*Segmentation data:*
....................
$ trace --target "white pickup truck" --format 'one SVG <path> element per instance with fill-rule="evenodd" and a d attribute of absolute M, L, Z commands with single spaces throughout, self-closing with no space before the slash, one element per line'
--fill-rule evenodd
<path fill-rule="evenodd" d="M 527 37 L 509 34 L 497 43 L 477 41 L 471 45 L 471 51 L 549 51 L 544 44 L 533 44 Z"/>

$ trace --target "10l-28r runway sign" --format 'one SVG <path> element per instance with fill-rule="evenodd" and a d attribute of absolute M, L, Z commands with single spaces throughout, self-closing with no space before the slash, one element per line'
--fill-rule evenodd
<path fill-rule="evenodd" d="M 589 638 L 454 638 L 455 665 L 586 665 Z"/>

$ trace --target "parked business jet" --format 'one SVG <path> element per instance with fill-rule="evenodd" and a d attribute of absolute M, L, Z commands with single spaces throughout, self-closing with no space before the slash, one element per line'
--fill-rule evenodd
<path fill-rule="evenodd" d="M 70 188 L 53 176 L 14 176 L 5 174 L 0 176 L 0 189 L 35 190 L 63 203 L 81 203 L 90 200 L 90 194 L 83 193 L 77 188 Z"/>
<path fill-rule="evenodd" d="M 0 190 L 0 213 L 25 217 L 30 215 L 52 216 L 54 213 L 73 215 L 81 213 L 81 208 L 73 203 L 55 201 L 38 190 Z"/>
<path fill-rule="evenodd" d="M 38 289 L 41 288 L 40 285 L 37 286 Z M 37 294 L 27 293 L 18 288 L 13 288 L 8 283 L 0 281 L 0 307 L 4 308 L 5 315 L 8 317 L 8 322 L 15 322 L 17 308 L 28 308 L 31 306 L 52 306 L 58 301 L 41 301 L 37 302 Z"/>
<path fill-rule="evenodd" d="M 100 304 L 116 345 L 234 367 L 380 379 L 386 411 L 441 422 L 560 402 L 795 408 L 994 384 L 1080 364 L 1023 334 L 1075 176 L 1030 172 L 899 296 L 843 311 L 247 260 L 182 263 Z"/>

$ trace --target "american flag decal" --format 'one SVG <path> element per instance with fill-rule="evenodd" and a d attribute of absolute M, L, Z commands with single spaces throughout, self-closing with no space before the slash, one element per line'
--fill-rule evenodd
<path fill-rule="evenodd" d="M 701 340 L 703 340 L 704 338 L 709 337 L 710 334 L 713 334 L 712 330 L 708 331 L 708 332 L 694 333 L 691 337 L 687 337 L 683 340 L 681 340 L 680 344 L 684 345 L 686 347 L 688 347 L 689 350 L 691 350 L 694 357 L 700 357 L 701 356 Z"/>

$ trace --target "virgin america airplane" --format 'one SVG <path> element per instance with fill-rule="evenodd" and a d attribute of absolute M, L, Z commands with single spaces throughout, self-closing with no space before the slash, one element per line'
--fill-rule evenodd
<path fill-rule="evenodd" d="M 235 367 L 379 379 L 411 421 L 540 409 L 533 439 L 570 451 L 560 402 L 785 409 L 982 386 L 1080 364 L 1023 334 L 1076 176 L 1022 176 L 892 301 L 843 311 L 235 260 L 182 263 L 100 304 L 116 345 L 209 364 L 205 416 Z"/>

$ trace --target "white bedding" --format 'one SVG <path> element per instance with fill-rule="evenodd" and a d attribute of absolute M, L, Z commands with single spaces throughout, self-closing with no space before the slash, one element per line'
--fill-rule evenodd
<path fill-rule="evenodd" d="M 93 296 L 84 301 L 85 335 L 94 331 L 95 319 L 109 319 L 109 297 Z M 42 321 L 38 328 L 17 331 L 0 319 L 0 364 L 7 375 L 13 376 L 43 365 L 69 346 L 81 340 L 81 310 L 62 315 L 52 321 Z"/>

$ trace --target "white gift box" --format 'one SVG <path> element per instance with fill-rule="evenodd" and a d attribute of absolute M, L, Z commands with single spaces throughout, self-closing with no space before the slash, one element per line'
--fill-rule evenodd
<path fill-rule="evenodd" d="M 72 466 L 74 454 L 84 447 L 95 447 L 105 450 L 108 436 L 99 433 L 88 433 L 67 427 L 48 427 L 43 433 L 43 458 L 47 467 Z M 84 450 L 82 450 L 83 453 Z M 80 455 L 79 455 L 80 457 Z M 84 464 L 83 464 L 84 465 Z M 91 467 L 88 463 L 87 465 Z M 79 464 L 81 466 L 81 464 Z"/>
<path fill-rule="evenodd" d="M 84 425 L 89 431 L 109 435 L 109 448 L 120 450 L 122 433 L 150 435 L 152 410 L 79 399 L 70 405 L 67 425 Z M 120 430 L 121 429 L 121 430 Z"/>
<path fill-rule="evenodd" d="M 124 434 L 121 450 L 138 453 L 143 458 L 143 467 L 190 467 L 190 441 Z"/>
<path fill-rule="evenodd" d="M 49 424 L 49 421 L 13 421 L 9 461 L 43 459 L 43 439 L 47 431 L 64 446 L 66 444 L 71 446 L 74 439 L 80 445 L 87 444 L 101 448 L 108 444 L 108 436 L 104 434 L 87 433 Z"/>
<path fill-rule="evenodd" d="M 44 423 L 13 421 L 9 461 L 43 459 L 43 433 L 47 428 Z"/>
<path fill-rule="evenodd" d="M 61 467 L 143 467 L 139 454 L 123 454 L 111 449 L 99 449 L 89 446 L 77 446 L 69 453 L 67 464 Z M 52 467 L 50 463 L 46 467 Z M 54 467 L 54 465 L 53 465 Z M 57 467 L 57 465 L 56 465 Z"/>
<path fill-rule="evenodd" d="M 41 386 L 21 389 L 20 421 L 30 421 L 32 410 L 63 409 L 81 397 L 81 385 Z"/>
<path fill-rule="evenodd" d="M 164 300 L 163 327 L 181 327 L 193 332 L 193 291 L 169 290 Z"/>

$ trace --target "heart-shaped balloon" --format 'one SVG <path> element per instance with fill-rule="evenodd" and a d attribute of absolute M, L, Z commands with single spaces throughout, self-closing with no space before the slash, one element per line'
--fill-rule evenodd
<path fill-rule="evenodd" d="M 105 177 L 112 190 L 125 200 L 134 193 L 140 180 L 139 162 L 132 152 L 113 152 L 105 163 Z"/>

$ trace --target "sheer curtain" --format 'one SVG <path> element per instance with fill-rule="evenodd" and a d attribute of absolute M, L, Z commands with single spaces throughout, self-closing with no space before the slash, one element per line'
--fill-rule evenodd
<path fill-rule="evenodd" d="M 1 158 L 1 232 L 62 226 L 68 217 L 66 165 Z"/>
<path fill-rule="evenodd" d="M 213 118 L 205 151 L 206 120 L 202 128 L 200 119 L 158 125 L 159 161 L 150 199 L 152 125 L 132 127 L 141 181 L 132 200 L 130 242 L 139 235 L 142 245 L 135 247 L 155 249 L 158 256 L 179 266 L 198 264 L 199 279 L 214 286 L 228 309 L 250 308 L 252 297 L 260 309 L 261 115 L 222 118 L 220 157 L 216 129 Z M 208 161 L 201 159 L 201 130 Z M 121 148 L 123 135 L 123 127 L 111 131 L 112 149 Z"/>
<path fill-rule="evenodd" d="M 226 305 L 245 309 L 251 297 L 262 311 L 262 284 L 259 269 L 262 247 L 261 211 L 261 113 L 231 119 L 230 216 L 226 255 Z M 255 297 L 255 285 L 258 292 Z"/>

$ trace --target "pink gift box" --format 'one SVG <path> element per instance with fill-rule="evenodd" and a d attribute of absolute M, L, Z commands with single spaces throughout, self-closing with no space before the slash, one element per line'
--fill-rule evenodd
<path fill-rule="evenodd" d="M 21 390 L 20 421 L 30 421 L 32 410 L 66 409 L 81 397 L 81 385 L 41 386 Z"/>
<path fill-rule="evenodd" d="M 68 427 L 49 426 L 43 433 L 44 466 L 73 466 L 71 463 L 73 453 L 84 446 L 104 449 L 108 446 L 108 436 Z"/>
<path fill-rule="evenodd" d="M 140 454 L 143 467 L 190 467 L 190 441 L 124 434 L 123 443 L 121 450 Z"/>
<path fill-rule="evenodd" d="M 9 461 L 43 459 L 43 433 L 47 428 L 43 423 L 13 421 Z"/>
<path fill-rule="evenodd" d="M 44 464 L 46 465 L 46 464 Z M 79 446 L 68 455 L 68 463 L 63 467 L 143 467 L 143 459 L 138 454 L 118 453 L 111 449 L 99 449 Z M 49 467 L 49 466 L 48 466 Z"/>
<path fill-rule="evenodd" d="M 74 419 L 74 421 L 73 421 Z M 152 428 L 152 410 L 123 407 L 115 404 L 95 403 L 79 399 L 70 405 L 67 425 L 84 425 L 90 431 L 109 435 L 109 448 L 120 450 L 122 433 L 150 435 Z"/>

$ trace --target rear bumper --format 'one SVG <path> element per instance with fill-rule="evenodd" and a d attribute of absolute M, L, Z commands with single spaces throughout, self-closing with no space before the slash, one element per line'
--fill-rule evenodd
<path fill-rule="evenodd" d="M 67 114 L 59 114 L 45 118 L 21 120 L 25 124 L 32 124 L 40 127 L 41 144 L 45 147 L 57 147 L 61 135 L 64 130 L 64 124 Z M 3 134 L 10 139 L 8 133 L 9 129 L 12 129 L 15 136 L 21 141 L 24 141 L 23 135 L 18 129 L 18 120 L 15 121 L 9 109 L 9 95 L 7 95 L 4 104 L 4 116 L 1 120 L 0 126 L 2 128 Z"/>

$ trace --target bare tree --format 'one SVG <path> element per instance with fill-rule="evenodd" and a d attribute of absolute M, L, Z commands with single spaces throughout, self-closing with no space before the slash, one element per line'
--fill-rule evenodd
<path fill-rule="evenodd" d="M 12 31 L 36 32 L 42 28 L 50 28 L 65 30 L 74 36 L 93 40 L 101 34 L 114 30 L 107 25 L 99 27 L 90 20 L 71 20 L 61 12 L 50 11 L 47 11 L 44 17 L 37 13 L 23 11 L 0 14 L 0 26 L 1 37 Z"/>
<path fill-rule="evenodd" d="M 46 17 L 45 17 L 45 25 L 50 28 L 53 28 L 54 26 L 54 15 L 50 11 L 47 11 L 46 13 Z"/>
....................
*What the task asks:*
Please retype the lines that open at the very start of the records and close with the line containing "527 37 L 509", including both ends, copying each one without any change.

*Answer to the exercise:*
$ trace --target "white pickup truck" --format 'one SVG <path> element per instance with fill-rule="evenodd" and a d attribute of absolute M, L, Z commands with single spaces throughout, self-closing with no space before the slash, one element per line'
--fill-rule evenodd
<path fill-rule="evenodd" d="M 527 37 L 509 34 L 497 43 L 477 41 L 471 45 L 471 51 L 549 51 L 544 44 L 533 44 Z"/>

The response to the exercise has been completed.